*TASK PROMPT*
Display each line of the data below that includes the word "high".

▬▬▬

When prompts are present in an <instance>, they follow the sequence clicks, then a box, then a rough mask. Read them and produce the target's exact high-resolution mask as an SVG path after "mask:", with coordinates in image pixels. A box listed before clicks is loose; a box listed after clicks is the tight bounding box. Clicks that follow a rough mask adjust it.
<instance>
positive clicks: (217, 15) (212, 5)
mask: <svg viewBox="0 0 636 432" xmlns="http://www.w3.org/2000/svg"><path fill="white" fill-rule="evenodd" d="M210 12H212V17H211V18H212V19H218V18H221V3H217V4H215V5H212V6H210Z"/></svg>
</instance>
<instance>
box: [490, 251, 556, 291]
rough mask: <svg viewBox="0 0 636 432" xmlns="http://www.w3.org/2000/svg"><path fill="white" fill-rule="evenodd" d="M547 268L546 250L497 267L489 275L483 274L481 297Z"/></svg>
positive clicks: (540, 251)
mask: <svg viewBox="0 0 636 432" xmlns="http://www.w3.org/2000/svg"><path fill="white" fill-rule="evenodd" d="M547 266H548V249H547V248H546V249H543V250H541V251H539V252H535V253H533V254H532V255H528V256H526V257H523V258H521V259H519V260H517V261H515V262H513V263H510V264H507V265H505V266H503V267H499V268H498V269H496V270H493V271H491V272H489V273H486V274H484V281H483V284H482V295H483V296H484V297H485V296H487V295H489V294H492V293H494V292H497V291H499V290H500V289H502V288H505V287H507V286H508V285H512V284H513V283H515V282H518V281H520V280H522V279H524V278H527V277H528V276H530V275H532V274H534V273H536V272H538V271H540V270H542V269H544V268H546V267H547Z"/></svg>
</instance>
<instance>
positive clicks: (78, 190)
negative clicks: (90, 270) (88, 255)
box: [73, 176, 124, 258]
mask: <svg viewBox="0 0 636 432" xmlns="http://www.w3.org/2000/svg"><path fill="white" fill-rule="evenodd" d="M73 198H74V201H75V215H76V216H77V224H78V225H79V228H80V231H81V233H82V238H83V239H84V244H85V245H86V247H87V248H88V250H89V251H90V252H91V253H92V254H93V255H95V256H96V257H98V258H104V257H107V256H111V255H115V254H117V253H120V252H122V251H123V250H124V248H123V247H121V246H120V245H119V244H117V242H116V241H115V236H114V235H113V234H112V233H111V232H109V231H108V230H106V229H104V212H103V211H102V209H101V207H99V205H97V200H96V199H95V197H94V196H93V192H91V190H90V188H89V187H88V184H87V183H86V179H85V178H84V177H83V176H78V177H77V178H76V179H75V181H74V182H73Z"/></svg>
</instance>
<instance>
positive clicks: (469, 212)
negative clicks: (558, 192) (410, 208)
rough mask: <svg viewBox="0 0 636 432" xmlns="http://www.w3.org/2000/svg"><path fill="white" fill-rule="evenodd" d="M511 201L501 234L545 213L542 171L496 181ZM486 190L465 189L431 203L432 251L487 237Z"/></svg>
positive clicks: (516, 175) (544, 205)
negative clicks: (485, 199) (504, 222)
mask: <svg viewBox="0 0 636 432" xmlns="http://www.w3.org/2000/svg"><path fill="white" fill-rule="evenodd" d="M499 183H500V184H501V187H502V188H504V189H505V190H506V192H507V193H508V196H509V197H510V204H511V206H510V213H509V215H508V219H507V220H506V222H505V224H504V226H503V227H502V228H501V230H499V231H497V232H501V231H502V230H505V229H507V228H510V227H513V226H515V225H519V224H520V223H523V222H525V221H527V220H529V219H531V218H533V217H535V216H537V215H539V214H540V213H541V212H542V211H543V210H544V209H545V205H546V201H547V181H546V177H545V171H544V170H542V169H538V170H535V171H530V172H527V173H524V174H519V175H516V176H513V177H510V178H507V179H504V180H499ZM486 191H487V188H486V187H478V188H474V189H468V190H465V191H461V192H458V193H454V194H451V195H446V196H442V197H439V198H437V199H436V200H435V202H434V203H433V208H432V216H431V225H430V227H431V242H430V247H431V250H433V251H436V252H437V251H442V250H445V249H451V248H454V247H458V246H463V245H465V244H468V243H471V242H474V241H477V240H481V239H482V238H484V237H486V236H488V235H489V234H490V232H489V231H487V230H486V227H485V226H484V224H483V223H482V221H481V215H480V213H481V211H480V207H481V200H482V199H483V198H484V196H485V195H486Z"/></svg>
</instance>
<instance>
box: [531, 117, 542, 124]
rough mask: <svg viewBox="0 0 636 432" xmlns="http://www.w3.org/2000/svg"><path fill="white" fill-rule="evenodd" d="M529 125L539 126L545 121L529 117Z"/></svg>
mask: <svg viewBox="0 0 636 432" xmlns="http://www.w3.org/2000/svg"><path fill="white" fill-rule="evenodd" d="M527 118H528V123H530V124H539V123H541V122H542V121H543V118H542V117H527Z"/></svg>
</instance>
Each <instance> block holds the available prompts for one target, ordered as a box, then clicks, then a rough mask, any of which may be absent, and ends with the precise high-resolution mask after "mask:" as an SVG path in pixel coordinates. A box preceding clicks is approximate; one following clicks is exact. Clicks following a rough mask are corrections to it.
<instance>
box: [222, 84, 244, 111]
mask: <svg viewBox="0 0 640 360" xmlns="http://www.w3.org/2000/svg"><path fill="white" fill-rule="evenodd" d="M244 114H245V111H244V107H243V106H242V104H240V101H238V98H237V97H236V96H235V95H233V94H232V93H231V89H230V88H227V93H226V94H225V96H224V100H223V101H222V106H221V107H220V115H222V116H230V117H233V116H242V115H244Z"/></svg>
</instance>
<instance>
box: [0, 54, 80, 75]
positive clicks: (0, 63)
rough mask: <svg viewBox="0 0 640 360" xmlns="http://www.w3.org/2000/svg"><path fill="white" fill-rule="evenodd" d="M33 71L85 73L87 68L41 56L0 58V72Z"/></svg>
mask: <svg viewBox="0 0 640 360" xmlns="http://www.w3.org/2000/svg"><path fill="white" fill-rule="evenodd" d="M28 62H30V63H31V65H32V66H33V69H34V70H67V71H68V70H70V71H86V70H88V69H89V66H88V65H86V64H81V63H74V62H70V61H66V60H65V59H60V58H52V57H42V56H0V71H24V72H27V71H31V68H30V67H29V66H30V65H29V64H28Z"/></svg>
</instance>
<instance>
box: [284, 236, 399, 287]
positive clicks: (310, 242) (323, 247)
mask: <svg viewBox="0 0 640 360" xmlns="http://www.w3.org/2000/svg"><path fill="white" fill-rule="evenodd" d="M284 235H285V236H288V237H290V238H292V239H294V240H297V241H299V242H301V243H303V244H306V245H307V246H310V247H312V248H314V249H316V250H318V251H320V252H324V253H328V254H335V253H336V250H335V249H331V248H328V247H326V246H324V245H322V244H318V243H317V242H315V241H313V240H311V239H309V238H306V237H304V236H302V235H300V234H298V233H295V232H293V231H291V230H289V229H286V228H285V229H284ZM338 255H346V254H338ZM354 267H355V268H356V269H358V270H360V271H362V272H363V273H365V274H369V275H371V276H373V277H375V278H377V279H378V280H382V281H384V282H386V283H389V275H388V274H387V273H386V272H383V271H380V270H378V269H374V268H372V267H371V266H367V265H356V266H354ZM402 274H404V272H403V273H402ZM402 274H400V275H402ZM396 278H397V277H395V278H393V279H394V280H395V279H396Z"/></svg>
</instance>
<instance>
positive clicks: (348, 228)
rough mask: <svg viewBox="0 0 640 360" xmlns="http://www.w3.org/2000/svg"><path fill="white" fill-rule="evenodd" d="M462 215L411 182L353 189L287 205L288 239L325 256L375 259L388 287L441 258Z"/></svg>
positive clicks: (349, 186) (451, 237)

▬▬▬

*OUTPUT FOR THIS EXERCISE*
When prompts are present in an <instance>, they follow the sequence clicks, then a box, then a rough mask. Read them and produce the target's exact high-resolution mask as an SVG path after "mask:", with coordinates in image pixels. A box listed before clicks is loose; a box listed after clicks is the tight bounding box. Clicks that follow a rough mask adjust it.
Each <instance> block holds the available prompts for one target, ordered as a box, then clicks, then a rough mask, any of which may be absent, and ends with the precise high-resolution mask after "mask:" as an SVG path in pixel coordinates. A box preceding clicks is approximate; one following clicks is exact. Clicks following a rough mask are corrections to it.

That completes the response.